* **Information provided**
───

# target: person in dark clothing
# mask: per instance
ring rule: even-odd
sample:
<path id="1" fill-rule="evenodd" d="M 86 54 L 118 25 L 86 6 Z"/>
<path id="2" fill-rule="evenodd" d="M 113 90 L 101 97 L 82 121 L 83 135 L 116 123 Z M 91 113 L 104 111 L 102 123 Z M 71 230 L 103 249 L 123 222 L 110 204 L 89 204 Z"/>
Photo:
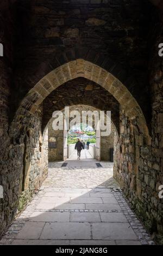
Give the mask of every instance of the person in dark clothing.
<path id="1" fill-rule="evenodd" d="M 88 140 L 86 142 L 86 149 L 87 150 L 89 150 L 89 148 L 90 148 L 90 142 L 89 142 L 89 141 Z"/>
<path id="2" fill-rule="evenodd" d="M 78 159 L 80 159 L 80 152 L 82 148 L 84 150 L 84 146 L 83 143 L 81 142 L 80 139 L 78 139 L 78 141 L 76 144 L 75 150 L 77 150 L 78 152 Z"/>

───

* **Work required**
Transcribe every entry above exactly. Omit all pictures.

* **Full solution**
# target: person in dark clothing
# mask: per instance
ring rule: even-odd
sample:
<path id="1" fill-rule="evenodd" d="M 86 54 L 118 25 L 86 6 Z"/>
<path id="2" fill-rule="evenodd" d="M 113 90 L 101 97 L 82 121 L 83 135 L 116 123 Z M 91 113 L 104 111 L 102 123 Z M 71 230 L 103 249 L 123 222 L 110 204 L 89 204 Z"/>
Photo:
Give the mask of every instance of the person in dark clothing.
<path id="1" fill-rule="evenodd" d="M 88 140 L 86 142 L 86 149 L 87 150 L 89 150 L 89 148 L 90 148 L 90 142 L 89 142 L 89 141 Z"/>
<path id="2" fill-rule="evenodd" d="M 78 159 L 80 159 L 80 152 L 82 148 L 84 150 L 84 146 L 83 143 L 81 142 L 80 139 L 78 139 L 78 141 L 76 144 L 75 150 L 77 150 L 78 152 Z"/>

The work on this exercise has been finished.